===== Page extract =====
By using a multi-stage lifting configuration that is in contact
with an anvil or anvil assembly during a substantial portion of the
operational cycle, the present apparatus allows for more precise
control of the operational cycle and an improved safety profile.
For example, the lower lifter can raise the anvil or anvil assembly
from a starting point that is most distal from the gas spring to a
half-way stability point, at which time the motor may stop so that
the lower lifter is no longer exerting a force on the anvil/anvil
assembly, and the upper lifter may continue to pull the anvil/anvil
assembly further upward to energize the gas spring. Thereafter, the
upper lifter may disconnect from the anvil/anvil assembly to allow
the gas spring to act on and move the anvil/anvil assembly to drive
a fastener.
===== Dataset content =====
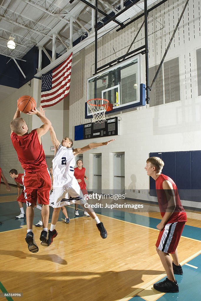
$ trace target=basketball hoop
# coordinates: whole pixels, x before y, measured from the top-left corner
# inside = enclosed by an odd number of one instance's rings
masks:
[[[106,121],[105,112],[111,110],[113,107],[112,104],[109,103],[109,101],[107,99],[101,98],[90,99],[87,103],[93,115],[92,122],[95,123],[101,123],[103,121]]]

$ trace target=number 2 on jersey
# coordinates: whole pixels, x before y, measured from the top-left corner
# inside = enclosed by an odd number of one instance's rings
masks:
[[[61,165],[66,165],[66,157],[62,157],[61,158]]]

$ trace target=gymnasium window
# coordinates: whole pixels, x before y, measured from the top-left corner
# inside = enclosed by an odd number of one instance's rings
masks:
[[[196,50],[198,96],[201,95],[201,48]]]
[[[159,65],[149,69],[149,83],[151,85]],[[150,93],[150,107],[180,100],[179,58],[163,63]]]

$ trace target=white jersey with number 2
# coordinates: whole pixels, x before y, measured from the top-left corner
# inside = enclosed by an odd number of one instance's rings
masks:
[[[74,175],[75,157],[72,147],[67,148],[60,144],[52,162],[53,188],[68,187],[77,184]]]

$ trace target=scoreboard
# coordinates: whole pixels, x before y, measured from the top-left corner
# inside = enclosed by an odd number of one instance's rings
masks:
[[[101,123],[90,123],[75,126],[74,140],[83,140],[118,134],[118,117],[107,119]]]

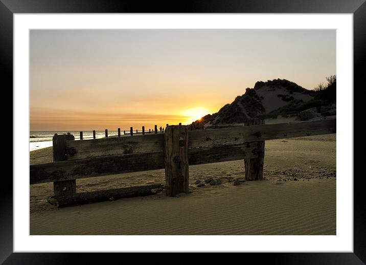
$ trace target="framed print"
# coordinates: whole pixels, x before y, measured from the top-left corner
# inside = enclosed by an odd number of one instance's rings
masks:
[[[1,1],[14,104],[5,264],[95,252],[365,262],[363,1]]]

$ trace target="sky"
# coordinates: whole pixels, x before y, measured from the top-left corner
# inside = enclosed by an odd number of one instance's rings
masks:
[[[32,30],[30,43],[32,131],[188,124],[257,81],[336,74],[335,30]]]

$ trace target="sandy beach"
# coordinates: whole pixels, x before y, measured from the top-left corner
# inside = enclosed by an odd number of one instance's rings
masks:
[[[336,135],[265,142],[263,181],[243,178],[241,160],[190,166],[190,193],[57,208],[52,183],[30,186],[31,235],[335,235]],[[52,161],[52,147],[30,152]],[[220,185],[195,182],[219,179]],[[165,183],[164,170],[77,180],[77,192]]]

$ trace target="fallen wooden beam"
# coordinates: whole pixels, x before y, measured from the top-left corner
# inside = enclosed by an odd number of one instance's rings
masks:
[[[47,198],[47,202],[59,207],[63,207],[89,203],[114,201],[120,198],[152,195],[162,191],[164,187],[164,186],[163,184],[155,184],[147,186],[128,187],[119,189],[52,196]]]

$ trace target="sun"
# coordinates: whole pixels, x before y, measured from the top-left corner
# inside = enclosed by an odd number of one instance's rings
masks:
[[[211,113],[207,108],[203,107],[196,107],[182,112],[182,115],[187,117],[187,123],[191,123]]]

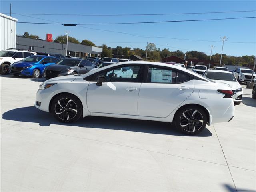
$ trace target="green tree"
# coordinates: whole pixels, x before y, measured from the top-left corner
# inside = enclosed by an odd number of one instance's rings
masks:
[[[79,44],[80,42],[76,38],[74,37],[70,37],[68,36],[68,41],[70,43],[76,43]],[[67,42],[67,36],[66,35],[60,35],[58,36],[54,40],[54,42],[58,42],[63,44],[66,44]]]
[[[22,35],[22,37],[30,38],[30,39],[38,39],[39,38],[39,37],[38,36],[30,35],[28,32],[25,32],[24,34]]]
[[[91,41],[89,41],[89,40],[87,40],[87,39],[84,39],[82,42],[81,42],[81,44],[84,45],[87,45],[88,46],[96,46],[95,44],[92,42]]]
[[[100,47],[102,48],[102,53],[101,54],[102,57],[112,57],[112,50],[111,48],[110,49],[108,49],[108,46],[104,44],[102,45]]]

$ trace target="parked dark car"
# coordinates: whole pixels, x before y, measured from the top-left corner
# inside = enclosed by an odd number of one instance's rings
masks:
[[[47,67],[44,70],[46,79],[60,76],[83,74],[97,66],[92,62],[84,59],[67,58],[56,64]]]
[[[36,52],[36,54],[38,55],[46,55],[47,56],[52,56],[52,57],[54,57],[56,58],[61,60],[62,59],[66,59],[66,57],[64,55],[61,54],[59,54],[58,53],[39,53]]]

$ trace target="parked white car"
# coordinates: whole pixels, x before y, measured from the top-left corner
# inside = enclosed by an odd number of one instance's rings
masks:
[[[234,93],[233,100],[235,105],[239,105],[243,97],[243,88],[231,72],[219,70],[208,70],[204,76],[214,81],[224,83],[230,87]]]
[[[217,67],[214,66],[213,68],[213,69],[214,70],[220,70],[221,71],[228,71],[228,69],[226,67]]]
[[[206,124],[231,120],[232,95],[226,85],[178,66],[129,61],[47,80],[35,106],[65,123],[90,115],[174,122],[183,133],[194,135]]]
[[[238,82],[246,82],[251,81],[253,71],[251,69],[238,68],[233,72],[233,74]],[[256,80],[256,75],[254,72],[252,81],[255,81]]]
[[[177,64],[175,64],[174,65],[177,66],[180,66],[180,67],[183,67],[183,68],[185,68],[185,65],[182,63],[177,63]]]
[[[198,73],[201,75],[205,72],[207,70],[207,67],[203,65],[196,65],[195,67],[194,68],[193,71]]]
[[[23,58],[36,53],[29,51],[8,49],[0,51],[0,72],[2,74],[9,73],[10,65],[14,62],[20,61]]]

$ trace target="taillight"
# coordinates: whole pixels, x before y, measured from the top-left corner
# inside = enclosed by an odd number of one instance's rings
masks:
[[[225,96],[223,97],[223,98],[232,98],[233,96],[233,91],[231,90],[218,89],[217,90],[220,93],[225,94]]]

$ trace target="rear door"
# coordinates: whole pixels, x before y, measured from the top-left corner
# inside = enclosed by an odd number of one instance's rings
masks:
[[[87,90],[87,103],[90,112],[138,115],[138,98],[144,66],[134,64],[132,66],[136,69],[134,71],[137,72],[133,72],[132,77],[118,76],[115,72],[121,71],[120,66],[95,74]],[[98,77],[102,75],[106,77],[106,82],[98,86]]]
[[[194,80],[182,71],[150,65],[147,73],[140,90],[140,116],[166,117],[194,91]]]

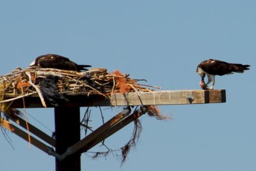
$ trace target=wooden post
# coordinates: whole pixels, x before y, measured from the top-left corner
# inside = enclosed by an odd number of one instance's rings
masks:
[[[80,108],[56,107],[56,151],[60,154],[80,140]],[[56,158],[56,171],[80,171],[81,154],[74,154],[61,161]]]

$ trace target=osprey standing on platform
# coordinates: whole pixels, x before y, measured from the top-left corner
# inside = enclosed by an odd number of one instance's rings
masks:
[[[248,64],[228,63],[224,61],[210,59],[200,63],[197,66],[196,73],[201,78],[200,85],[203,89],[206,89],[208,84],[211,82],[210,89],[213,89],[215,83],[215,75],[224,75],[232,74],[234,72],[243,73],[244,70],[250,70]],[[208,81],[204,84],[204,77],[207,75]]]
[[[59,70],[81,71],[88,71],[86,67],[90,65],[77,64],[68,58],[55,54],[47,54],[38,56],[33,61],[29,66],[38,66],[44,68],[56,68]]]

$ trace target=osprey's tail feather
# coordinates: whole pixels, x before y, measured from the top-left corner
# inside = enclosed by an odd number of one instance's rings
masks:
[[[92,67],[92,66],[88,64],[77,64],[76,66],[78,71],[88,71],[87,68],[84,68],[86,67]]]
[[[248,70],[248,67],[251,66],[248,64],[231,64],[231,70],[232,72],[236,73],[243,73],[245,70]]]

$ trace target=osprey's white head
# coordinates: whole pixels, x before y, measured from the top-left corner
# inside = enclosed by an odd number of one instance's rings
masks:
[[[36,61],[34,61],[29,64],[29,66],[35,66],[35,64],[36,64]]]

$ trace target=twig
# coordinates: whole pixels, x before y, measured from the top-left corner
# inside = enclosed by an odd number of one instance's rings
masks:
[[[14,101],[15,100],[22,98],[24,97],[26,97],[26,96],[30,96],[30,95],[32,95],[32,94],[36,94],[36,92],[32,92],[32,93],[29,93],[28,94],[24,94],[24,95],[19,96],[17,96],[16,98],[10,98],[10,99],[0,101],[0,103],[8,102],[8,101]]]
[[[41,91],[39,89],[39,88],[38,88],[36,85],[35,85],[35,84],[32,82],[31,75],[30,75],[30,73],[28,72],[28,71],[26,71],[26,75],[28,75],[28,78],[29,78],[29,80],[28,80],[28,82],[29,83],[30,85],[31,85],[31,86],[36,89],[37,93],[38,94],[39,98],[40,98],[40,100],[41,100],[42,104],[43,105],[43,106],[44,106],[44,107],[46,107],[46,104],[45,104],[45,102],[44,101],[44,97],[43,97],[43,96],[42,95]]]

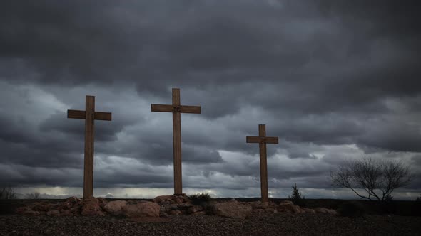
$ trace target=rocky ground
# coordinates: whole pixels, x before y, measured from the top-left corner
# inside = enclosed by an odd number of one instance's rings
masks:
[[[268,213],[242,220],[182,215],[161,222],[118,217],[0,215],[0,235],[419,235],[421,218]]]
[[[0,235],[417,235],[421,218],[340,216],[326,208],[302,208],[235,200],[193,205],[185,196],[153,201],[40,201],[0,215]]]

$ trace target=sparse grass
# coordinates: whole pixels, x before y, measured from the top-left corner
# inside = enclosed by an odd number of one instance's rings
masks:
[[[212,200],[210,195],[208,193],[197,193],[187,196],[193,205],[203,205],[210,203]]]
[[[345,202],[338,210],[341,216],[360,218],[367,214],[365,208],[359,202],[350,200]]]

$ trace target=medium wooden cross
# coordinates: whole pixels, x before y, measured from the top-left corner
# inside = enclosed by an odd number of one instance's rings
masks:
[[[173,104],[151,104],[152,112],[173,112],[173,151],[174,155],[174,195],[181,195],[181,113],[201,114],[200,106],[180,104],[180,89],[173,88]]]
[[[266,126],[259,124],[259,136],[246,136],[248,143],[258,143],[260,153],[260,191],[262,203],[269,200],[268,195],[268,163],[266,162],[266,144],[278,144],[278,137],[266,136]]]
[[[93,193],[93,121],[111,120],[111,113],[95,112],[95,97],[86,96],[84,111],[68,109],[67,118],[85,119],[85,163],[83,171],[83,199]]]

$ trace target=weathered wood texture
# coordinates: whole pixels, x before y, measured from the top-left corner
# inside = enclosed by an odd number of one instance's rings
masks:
=====
▶ Tasks for this exercise:
1) Rewrite the listing from its first line through the line containing "[[[1,1],[14,104],[5,264],[95,252],[365,262],[363,1]]]", replacing "scoreboard" with "score display" and changing nothing else, and leave the pictures out.
2) Write the next part of the passage on the multi-stage lifting apparatus, starting after its last sentence.
The listing is unrelated to the text about the lifting apparatus.

▶ Expected outputs:
1)
$ trace target=basketball hoop
# coordinates: whole pixels, x before y, measured from the top-left corner
# inside = enclosed by an odd number of one instance's rings
masks:
[[[106,121],[105,112],[111,110],[113,107],[112,104],[109,103],[109,101],[107,99],[101,98],[90,99],[87,103],[93,115],[92,122],[95,123],[101,123],[103,121]]]

$ trace target=number 2 on jersey
# coordinates: whole pixels, x before y, measured from the top-left corner
# inside = enclosed by an odd number of one instance's rings
masks:
[[[61,165],[66,165],[66,157],[62,157],[61,158]]]

$ trace target=gymnasium window
# coordinates: whole pixels, x before y, measured from the top-left corner
# inside = enclosed by an odd number of one instance's rings
masks:
[[[196,50],[198,96],[201,95],[201,48]]]
[[[159,65],[149,69],[149,83],[151,85]],[[150,93],[150,107],[180,100],[179,58],[163,63]]]

$ trace target=white jersey with number 2
# coordinates: whole pixels, x before y, measured from the top-left corner
# inside = enclosed by an odd number of one instance's rings
masks:
[[[74,175],[75,157],[72,147],[67,148],[60,144],[52,162],[53,188],[68,187],[77,184]]]

$ trace target=score display
# coordinates: whole pixels, x before y, measured from the top-left corner
# inside = enclosed by an odd number of one instance's rings
masks:
[[[101,123],[90,123],[75,126],[74,140],[83,140],[118,134],[118,117],[107,119]]]

$ trace target="framed print"
# coordinates: whole pixels, x before y, measured from the top-left corner
# inside = enclosed by an odd number of one instance's rings
masks:
[[[1,1],[14,104],[5,264],[95,252],[365,262],[363,1]]]

2)
The apparatus may further comprise at least one sensor or other
means of detecting a stall and or/a jam in the operation of the
apparatus. For example, there may be an event that the drive of a
fastener is not complete (e.g., if the anvil/anvil assembly jams in
a downward/driving direction). The sensor or sensors may detect
that the anvil had not completed its forward stroke and continue to
allow the motor to operate to take the drive force off of the anvil
and or anvil assembly. Additionally, if it is detected the current
drawn by the motor of the apparatus exceeds a multiple of the
nominal current that would be required to compress the gas spring,
a jam would be indicated and the control circuit can cut power to
the motor and, optionally, lock the lifter or lifters and/or
anvil/anvil assembly in place to allow clearing of the jam, for
example. The advantages of this embodiment include the ability for
the mechanism to self-clear a light jam and protecting the
apparatus from damage in the case of a very heavy jam. Furthermore,
it protects the user by relieving the downward pressure on the
anvil in the event the user has to clear a jam.
The apparatus may further comprise a one-way bearing that prevents
the anvil/anvil assembly from being driven backwards in connection
with its driving of a fastener or a nail. The apparatus may also
comprise a bumper that may receive at least a portion of the force
of impact of the anvil/anvil assembly during the operational
cycle.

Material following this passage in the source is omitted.